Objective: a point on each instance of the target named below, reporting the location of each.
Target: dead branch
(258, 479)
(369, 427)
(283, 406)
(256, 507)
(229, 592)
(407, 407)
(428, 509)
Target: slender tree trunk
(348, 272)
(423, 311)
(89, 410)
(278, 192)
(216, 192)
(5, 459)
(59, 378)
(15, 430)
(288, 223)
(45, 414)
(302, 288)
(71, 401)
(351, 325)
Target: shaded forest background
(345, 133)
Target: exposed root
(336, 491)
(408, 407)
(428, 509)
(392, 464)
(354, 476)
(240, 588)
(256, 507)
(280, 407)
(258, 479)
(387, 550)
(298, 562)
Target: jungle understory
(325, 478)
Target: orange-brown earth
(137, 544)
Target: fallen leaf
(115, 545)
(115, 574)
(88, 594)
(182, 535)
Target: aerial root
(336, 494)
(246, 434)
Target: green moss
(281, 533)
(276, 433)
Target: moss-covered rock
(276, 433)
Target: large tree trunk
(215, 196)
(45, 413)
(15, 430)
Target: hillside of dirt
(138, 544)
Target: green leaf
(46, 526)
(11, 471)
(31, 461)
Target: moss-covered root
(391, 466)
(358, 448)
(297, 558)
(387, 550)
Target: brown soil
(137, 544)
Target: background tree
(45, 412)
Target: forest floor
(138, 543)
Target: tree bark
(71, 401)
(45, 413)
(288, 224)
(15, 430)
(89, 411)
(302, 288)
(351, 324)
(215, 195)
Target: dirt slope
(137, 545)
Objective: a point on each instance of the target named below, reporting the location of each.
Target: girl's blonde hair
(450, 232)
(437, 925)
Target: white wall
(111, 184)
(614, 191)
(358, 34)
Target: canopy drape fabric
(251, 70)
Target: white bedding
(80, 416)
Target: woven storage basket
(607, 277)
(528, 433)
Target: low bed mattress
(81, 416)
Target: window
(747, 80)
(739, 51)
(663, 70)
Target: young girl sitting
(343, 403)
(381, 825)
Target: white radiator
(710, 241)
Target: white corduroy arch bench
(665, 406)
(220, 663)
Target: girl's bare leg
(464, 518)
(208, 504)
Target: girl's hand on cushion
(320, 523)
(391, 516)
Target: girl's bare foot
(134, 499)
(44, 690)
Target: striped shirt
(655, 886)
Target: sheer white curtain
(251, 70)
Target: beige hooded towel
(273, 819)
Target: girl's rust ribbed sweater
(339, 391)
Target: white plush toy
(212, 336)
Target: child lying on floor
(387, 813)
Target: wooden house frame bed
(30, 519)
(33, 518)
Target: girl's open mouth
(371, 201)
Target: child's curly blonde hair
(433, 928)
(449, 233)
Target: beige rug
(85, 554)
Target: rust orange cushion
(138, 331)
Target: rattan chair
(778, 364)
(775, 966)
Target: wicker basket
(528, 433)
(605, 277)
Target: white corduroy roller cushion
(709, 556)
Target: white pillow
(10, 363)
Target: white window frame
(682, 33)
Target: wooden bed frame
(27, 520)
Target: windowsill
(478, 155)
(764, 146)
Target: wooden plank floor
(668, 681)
◆ ◆ ◆
Prompt
Write the listing out again, matching every line exactly.

Result of the exercise
Objective: a point on each instance of the target named below, reporting the location of each.
Target: dead branch
(258, 479)
(369, 427)
(283, 406)
(256, 507)
(229, 592)
(407, 407)
(428, 509)
Target: slender tree trunk
(348, 272)
(423, 311)
(89, 410)
(278, 192)
(216, 192)
(5, 459)
(59, 378)
(15, 430)
(288, 223)
(45, 414)
(302, 288)
(71, 401)
(351, 325)
Target: shaded forest background
(345, 133)
Target: exposed root
(336, 491)
(408, 407)
(428, 509)
(392, 464)
(354, 476)
(240, 588)
(256, 507)
(280, 407)
(258, 479)
(387, 550)
(298, 562)
Target: jungle understory
(325, 478)
Target: orange-brown earth
(137, 544)
Target: fallen leaf
(115, 545)
(115, 574)
(88, 594)
(182, 535)
Target: aerial root
(336, 494)
(246, 434)
Target: green moss
(281, 533)
(276, 433)
Target: moss-covered rock
(276, 433)
Target: large tree trunk
(215, 196)
(45, 413)
(15, 430)
Target: hillside of dirt
(138, 544)
Target: green leaf
(46, 526)
(11, 471)
(31, 461)
Target: moss-covered root
(391, 466)
(358, 448)
(297, 558)
(387, 550)
Target: brown soil
(137, 544)
Target: background tree
(45, 412)
Target: forest floor
(138, 543)
Target: tree bark
(71, 401)
(45, 413)
(288, 224)
(15, 430)
(89, 411)
(302, 288)
(351, 324)
(215, 195)
Target: dirt slope
(137, 545)
Objective: a point on each instance of the target named below, reporting the location of each.
Target: girl's blonde hair
(450, 232)
(437, 925)
Target: white wall
(111, 184)
(614, 191)
(358, 34)
Target: canopy drape fabric
(251, 70)
Target: white bedding
(80, 416)
Target: woven storage basket
(607, 277)
(528, 433)
Target: low bed mattress
(81, 416)
Target: window
(747, 80)
(739, 51)
(663, 70)
Target: young girl sitting
(343, 403)
(381, 825)
Target: white radiator
(710, 241)
Target: white corduroy arch bench
(665, 406)
(220, 663)
Target: girl's bare leg
(464, 518)
(208, 504)
Target: girl's hand on cushion
(320, 523)
(391, 516)
Target: girl's bare foot
(134, 499)
(44, 690)
Target: striped shirt
(655, 886)
Target: sheer white curtain
(251, 70)
Target: beige hooded towel
(273, 819)
Target: girl's rust ribbed sweater
(339, 391)
Target: white plush toy
(212, 336)
Target: child lying on floor
(387, 813)
Target: wooden house frame bed
(30, 519)
(33, 518)
Target: girl's open mouth
(371, 201)
Target: child's curly blonde hair
(433, 928)
(449, 233)
Target: beige rug
(85, 554)
Target: rust orange cushion
(138, 331)
Target: rattan chair
(778, 364)
(775, 966)
Target: wicker basket
(528, 433)
(605, 277)
Target: white corduroy roller cushion
(709, 556)
Target: white pillow
(10, 363)
Target: white window frame
(682, 33)
Target: wooden bed frame
(27, 520)
Target: windowsill
(478, 155)
(764, 146)
Target: wooden plank floor
(668, 681)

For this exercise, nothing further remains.